**What you should do:**
Reproduce the passage of the opinion spam text starting at the words "The loss measure" and stopping after "value of 0.873.".

**Text section:**

★ ★ ★ ★ ★

It is a balanced dataset with 50% reviews obtained from MTurk, 25% from TripAdvisor, and the remaining from other sources. Out of the total reviews, 70% are used for training and validation and the remaining 30% are used for testing. Predicting an opinion review in the present dataset as a fake or non-fake is a binary classification problem. The confusion matrix for the binary classifier is defined in Table 1 where TP is True Positive, FP is False Positive, FN is False Negative, and TN is True Negative. Given a confusion matrix, it is possible to assess the performance of the model using metrics like Precision, Recall, F1-Score, Accuracy which are defined as follows:

$$ Accuracy=\frac{TP+ TN}{TP+ FN+ FP+ TN} $$
(8)
$$ Precision=\frac{TP}{TP+ FP} $$
(9)
$$ Recall=\frac{TP}{TP+ FN} $$
(10)
$$ F1- score=\frac{2\times Precision\times Recall}{Precision+ Recall} $$
(11)
Table 1 Confusion matrix for opinion spam detection

In Fig. 7, the loss functions which are evaluated over a set of samples for training and testing are plotted separately against the number of epochs. Weights of the network are randomly initialized, and both the training and the testing loss are achieved the same which is about 0.7 at the end of the first epoch. As a part of the minimization process, weights get updated after the entire batch passes through a forward pass. However, in the present case, a batch size of one is used. Both the training and testing losses are decreasing with the increasing number of epochs. After two epochs, the curve corresponding to a testing loss is steeper than the training loss. It indicates that the model is performing better on the testing dataset as compared to the training dataset up to six epochs. Thereafter, the curve corresponding to training loss is still showing a decreasing trend. On the other hand, the testing curve is flattening after six epochs. If the model is continued for training further after seven epochs, it will lead to overfitting. Thus, to avoid overfitting on testing data, early stop regularization criteria are followed, and the training process is stopped.

Fig. 7
figure 7

The loss measure of the ACB model

In Fig. 8, accuracy is plotted separately for training and testing samples against the number of epochs. The training accuracy is increasing steeply up to four epochs to a value of 0.77. Thereafter, the rate of increase in training accuracy is decreasing and at the end of the seventh epoch, accuracy reached a value of about 0.86. On the other hand, testing accuracy is increasing steeply up to the accuracy of 0.8 in the first three epochs, thereafter it is saturating to a value of 0.85 at six epochs. At the end of the seventh epoch, its value increased further to a value of 0.873.

Fig. 8
figure 8

The accuracy measure of the ACB model

The Receiver Operating Characteristic curve (ROC) graph gives a summary of the information available in the confusion matrices produced for each threshold without having to calculate them. For plotting ROC, True Positive Rate (TPR) and False Positive Rate (FPR) need to be assessed at various thresholds as follows:

$$ True\ Pos\mathrm{i} tive\ Rate\ or\ Recall=\frac{TP}{TP+ FN}\kern0.5em $$
(12)
$$ False\ Positive\ Rate=\frac{FP}{FP+ TN} $$
(13)

★ ★ ★ ★ ★

Records of labeled points
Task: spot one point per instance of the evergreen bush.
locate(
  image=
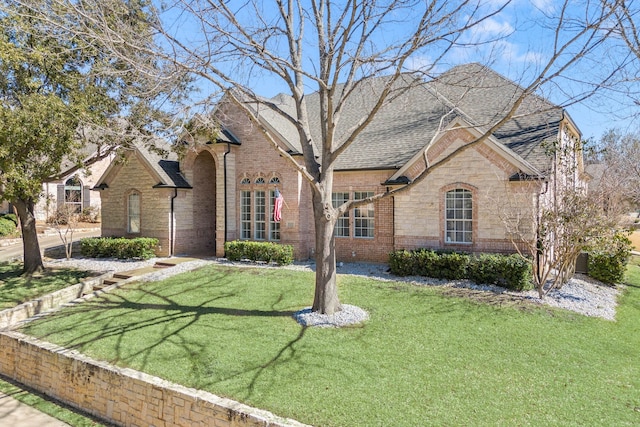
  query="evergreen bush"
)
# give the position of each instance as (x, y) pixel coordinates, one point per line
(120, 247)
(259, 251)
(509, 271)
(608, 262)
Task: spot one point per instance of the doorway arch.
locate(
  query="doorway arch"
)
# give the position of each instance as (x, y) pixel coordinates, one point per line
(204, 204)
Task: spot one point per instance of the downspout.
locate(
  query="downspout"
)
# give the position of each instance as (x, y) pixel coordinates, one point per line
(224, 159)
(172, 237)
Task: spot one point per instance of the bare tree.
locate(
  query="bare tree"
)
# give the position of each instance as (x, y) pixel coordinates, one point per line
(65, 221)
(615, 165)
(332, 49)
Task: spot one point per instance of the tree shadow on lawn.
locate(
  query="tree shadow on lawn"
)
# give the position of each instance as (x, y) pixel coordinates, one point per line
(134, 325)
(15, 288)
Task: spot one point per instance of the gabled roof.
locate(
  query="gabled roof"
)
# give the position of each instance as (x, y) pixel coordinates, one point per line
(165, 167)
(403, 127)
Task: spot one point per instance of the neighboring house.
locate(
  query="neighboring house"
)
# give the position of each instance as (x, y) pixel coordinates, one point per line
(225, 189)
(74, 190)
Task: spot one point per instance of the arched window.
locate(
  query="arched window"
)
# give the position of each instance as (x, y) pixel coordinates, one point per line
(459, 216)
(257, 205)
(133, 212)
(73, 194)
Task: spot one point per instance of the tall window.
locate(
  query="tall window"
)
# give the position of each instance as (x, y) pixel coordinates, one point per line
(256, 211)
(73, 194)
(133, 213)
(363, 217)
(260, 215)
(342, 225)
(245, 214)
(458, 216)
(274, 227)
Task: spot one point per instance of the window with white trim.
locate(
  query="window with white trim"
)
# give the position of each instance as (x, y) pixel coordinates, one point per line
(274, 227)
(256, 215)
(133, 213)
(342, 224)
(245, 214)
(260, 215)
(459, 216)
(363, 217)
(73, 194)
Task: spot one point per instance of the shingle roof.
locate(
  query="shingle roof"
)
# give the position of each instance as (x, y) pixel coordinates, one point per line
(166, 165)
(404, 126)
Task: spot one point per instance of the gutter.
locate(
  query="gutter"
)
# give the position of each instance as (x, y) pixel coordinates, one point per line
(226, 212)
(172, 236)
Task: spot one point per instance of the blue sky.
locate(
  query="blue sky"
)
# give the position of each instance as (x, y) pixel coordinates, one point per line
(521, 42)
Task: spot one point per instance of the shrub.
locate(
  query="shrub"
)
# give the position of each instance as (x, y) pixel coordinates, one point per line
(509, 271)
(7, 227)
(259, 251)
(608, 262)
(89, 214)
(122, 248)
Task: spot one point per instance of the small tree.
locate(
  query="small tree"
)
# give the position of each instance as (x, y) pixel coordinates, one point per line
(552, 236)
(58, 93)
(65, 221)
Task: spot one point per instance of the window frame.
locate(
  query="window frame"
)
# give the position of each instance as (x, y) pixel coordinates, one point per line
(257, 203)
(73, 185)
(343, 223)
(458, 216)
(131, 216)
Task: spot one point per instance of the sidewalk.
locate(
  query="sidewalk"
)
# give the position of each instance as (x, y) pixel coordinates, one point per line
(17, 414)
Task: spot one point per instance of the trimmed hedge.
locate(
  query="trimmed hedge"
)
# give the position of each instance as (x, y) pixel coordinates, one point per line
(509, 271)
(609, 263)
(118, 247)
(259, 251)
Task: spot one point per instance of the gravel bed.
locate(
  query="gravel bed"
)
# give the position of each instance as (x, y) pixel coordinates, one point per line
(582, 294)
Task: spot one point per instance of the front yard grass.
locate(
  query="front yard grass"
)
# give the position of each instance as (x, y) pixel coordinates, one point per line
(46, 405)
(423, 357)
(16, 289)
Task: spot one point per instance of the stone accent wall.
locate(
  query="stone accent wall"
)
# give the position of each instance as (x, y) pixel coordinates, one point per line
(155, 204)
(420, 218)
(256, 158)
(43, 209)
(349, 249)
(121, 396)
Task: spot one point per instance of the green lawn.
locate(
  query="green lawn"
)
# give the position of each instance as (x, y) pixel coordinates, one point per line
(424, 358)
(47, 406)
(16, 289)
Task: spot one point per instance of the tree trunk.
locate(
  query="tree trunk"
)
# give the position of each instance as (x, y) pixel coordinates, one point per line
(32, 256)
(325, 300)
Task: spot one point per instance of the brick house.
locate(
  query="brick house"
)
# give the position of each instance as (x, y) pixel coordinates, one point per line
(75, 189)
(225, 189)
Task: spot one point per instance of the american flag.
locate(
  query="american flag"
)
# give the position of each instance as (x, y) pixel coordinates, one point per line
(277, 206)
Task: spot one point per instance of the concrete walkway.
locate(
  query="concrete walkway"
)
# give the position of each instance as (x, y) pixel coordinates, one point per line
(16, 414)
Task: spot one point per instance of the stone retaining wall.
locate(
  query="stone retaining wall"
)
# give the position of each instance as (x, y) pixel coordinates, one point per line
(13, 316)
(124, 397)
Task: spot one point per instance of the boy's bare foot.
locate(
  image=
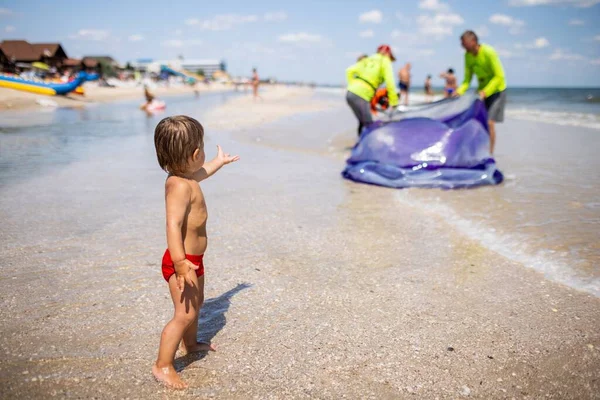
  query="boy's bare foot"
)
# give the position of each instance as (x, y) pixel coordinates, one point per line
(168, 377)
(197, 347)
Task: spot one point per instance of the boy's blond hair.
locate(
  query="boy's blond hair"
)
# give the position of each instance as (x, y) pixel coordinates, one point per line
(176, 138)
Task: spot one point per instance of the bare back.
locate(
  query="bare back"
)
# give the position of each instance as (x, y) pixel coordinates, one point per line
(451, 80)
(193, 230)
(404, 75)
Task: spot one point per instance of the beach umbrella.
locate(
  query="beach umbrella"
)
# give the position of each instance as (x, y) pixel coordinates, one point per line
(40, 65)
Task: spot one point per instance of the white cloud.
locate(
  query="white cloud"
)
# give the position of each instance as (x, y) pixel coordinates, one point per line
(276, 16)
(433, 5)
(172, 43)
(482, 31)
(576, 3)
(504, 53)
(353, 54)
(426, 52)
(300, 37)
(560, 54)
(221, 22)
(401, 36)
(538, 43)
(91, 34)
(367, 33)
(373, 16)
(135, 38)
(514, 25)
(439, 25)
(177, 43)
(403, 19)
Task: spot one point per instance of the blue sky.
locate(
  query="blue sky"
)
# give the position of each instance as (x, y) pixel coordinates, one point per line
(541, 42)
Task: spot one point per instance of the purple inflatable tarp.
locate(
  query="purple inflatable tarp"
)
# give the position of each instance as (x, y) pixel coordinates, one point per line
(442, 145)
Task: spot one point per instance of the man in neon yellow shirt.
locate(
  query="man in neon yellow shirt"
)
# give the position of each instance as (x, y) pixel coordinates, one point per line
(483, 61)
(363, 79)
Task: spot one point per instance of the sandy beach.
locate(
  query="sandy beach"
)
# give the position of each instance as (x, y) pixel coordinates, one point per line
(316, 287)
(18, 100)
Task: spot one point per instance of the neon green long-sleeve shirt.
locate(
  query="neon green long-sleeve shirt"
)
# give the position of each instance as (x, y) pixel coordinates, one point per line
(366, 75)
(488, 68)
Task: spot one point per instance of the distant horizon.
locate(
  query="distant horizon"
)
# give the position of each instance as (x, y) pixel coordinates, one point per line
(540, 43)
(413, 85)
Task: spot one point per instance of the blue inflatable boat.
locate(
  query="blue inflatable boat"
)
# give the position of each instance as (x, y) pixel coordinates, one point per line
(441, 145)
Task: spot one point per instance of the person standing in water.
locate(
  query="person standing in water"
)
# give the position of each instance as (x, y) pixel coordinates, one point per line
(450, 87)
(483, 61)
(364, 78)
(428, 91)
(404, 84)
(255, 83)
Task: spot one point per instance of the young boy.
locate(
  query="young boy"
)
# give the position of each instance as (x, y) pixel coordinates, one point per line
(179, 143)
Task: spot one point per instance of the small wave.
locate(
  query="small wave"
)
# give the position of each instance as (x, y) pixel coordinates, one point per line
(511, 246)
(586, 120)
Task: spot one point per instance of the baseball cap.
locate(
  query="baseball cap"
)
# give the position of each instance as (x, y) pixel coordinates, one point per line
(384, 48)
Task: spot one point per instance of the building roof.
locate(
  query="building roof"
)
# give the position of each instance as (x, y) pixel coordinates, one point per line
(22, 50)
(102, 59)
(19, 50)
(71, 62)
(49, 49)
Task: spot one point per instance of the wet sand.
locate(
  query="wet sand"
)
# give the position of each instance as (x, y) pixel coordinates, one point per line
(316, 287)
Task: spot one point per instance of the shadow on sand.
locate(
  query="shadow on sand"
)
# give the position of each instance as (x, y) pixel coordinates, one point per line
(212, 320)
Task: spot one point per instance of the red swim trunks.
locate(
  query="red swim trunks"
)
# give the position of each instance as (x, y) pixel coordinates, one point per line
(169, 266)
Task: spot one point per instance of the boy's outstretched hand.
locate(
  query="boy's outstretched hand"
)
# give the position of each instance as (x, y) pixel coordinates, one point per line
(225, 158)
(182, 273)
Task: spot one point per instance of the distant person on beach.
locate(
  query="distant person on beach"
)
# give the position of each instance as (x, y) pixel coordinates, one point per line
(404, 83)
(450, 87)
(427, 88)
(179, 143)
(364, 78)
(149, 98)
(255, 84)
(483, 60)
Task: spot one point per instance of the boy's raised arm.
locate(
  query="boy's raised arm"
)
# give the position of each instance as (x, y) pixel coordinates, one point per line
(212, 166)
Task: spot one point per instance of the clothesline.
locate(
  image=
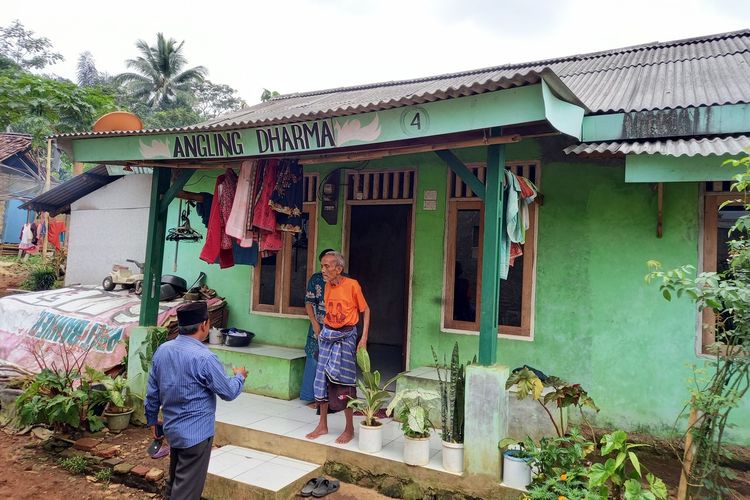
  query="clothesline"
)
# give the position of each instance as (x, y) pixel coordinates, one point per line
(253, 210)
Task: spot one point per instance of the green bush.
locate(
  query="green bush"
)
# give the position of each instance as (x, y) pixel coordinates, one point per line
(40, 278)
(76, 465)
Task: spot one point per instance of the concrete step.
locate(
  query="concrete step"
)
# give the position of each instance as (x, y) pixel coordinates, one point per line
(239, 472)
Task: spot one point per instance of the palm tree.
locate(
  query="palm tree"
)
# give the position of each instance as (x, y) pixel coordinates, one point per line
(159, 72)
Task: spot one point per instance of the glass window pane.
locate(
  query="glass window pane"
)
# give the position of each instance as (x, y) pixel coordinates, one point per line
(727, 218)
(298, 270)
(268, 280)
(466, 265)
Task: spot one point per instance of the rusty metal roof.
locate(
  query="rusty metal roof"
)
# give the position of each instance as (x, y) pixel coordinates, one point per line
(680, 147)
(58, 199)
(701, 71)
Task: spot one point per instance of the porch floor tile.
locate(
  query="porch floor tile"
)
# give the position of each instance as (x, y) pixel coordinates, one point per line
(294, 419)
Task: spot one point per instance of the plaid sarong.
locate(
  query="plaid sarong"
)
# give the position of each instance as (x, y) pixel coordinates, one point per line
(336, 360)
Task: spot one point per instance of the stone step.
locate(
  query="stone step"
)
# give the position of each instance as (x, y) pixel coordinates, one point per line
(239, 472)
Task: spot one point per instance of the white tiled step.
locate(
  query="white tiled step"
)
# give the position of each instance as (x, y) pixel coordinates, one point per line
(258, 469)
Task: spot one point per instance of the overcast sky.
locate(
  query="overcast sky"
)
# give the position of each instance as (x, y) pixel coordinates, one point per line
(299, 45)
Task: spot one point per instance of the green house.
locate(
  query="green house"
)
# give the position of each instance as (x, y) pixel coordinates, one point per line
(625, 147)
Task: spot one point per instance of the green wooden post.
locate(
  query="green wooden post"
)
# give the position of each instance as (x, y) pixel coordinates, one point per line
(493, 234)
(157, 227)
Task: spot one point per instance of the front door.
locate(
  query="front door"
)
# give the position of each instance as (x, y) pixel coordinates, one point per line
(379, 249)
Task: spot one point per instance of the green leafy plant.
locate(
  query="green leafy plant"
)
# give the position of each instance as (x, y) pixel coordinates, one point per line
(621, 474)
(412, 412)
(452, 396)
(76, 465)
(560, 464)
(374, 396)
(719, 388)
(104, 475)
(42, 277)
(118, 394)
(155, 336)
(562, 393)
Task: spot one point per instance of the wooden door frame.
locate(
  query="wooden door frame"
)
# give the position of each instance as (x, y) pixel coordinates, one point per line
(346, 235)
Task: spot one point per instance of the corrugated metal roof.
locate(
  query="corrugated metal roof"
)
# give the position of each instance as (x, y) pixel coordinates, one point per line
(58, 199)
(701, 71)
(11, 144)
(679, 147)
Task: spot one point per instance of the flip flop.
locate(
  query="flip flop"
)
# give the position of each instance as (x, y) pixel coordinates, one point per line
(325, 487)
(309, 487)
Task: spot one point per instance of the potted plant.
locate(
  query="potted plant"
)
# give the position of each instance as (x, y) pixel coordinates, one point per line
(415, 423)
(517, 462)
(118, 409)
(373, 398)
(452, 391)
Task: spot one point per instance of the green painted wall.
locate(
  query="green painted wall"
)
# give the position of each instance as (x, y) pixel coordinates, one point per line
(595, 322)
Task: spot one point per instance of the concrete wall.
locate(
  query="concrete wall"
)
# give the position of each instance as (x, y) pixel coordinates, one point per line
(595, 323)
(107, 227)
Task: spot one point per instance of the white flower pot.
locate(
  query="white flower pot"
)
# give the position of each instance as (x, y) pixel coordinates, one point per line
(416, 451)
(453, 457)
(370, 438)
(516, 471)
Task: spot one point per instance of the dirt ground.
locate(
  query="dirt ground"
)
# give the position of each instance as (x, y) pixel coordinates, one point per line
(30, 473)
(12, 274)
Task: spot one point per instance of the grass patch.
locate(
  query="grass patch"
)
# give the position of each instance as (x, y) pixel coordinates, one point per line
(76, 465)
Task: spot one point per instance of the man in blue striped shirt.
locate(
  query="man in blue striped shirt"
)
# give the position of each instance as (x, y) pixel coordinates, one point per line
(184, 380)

★ ★ ★ ★ ★

**Answer to the problem:**
The loss measure of the ACB model

In Fig. 8, accuracy is plotted separately for training and testing samples against the number of epochs. The training accuracy is increasing steeply up to four epochs to a value of 0.77. Thereafter, the rate of increase in training accuracy is decreasing and at the end of the seventh epoch, accuracy reached a value of about 0.86. On the other hand, testing accuracy is increasing steeply up to the accuracy of 0.8 in the first three epochs, thereafter it is saturating to a value of 0.85 at six epochs. At the end of the seventh epoch, its value increased further to a value of 0.873.